▶ WORKING DATA:
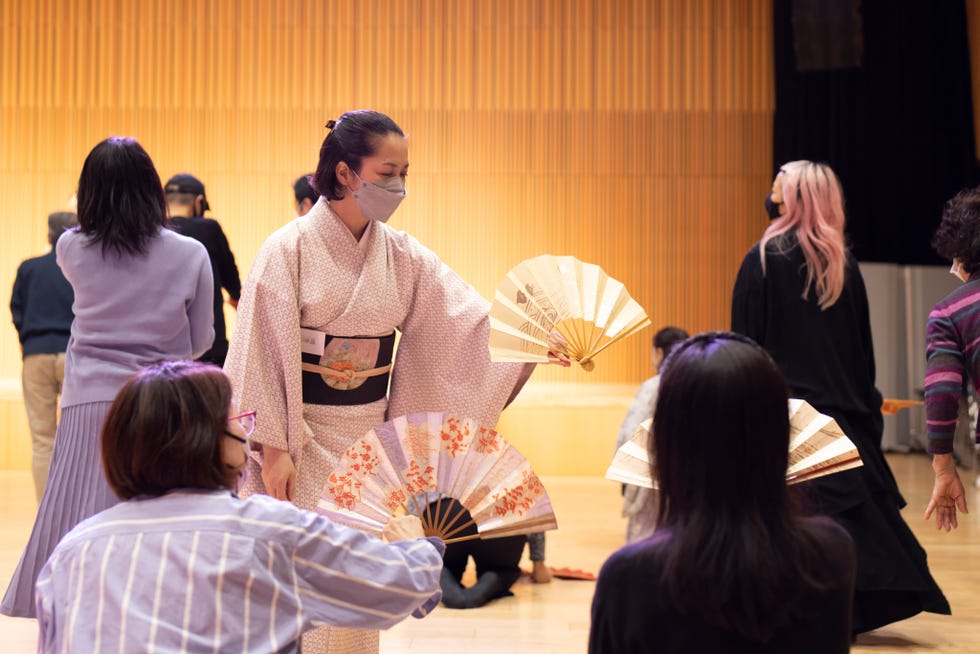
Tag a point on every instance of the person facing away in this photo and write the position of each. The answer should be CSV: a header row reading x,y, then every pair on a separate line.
x,y
733,566
40,305
186,204
800,295
637,500
952,337
142,294
195,568
497,560
313,347
306,197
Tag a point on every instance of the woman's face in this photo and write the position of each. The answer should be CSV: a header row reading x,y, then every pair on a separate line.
x,y
390,159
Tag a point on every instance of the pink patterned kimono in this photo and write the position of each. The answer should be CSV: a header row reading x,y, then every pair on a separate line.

▶ STATED PROBLEM: Reproduce the material above, swapping each occurrence of "Tag" for "Mark" and keeping everything else unchanged. Leave the pictures out.

▶ SOLUTION FOR THIS PROBLEM:
Mark a point on every instance of the person facing away in this photo and write the position of each. The answer should be CSV: a header row reading x,y, then every pair on a separate line.
x,y
733,566
40,305
186,204
800,295
637,500
952,337
142,294
195,568
497,560
313,347
306,197
Mark a point on every instance of the woman's face in this photo and write the position of each. The answer should be CSV: a header row reading x,y, then every pair on a separate line.
x,y
390,159
Mark a point on every instance of the pink patterned kimono in this photo and write the position of each. The answer should be CSV: a header row reading x,y, then every pair on a separate line.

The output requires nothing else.